__WORK REQUEST__
Copy each entry exactly, leaving nothing out.

.....

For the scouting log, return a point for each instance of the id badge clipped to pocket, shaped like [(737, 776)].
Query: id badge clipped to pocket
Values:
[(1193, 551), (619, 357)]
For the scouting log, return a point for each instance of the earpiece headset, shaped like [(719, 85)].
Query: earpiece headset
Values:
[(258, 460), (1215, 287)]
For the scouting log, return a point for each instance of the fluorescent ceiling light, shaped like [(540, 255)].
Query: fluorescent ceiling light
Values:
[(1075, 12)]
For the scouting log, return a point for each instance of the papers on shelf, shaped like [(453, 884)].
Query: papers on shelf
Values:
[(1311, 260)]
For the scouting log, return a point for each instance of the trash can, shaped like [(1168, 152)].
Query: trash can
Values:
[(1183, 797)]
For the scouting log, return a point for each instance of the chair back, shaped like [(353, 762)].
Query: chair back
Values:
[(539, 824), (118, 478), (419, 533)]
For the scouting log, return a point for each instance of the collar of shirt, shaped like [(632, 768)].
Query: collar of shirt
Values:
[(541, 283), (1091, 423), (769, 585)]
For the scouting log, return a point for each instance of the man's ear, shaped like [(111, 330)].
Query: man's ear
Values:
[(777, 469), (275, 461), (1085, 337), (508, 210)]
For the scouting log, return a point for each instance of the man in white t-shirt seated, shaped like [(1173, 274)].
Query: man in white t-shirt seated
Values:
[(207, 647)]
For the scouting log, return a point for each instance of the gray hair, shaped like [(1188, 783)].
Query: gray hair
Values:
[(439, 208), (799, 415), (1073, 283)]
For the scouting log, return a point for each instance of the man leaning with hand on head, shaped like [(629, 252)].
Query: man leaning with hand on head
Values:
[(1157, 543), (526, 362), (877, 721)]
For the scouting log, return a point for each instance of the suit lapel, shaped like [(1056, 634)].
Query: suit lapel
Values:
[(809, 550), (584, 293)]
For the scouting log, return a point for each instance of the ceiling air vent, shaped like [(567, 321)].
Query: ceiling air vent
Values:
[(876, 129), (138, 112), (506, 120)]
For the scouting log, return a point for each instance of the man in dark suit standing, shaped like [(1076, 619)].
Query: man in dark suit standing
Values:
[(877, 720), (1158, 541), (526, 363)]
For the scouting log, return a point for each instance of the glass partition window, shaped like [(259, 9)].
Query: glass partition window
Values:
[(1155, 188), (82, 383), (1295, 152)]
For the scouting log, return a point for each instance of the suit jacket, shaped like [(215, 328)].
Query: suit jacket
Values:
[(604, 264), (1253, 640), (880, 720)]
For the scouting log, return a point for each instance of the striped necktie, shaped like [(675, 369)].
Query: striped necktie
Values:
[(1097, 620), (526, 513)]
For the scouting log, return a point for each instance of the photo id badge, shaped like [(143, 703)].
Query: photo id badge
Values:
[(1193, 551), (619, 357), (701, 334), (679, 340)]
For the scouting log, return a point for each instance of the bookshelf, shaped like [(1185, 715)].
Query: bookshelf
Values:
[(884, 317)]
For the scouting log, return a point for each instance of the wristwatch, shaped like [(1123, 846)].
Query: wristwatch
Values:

.....

__RESPONSE FOR THIS EXERCISE__
For the scouting log, return a point for each instance of the id badge clipped to pocket, shaped like [(737, 776)].
Query: id badge clipped to pocket
Values:
[(1193, 551), (619, 357)]
For the scouting log, return a point for each instance of the earpiece headset, shaped like [(719, 85)].
Query: earpiece headset
Values:
[(258, 460), (1215, 287)]
For the scouting log, return a point for each instance of the fluorescent ceiling light, shaped like [(540, 255)].
Query: fluorescent ceiling light
Values:
[(1075, 12)]
For the scouting log, return a point for each instance of the papers on shelf, shaped like [(453, 884)].
Query: papers on shelf
Values:
[(1311, 260)]
For the scouting log, return a point for each instance of the trash can, shaped like [(1168, 152)].
Query: trash can
Values:
[(1183, 797)]
For the scouting log, return a point for each instance of the chair back, shaped like [(353, 762)].
Query: chair back
Values:
[(539, 824), (118, 478), (419, 533)]
For the scouting log, return a point for each instance of the collar of shirt, shaped like [(632, 768)].
Query: collar of shirt
Values:
[(541, 283), (1091, 423), (769, 585)]
For the scouting log, return a point for each instance of the man's ear, shaped like [(111, 330)].
Query: man's ear
Values:
[(777, 469), (275, 461), (1085, 337), (508, 210)]
For the scouting log, return a point for each instance of the man in white t-shirt seated, shaped like [(1173, 274)].
Query: man in white t-shirt seated
Values:
[(207, 647)]
For the scouting log, return a point for each instance of the gray hair, shaped like [(1188, 783)].
Query: gray hair
Values:
[(439, 208), (799, 415), (1073, 283)]
For the scouting log, return a point for each instance of the man leaning with hand on head, shaped like [(629, 252)].
Query: man leaning with hand on head
Values:
[(1157, 543), (526, 362), (877, 721)]
For the scouting log, return a point for each instance of the suit lapel, shaped like [(1056, 634)].
Query: suit lapel
Values:
[(809, 550), (584, 293)]
For the scouting log, return a point for each instance of the ceiling air vent, shaped like [(567, 321)].
Query: ceiling air vent
Values:
[(876, 129), (138, 112), (506, 120)]
For the scouting log, return a point for each instance of the man in dark suit standing, shaped like [(1076, 619)].
Query: man in dark suit standing
Values:
[(877, 720), (1158, 541), (526, 363)]
For the scouting log, return a point for each instance of the glass partition window, shaped like [(259, 9)].
Query: glass partition window
Values:
[(1155, 188), (82, 383), (1295, 152)]
For the scouting log, return a point for each instance of the suit jacket, shaped like [(215, 328)].
Query: suit jacket
Values:
[(604, 264), (1253, 640), (880, 720)]
For the scouting log, return a point for each instance of the striped necktie, shaped like [(675, 369)].
Query: striped necktie
Values:
[(1097, 620), (526, 513)]
For the scouting log, return a point for each instance of the photo id badge, shaped like [(143, 703)].
Query: photo id badge
Values:
[(1193, 551), (619, 357), (701, 334), (679, 340)]
For the scouting log, return a point for each instance of the bookshelf, shaped like [(1185, 715)].
Query: bookshelf
Values:
[(884, 317)]
For the scouting log, return a point for each instance of the wristwatch, shaped like [(1123, 846)].
Query: wristwatch
Values:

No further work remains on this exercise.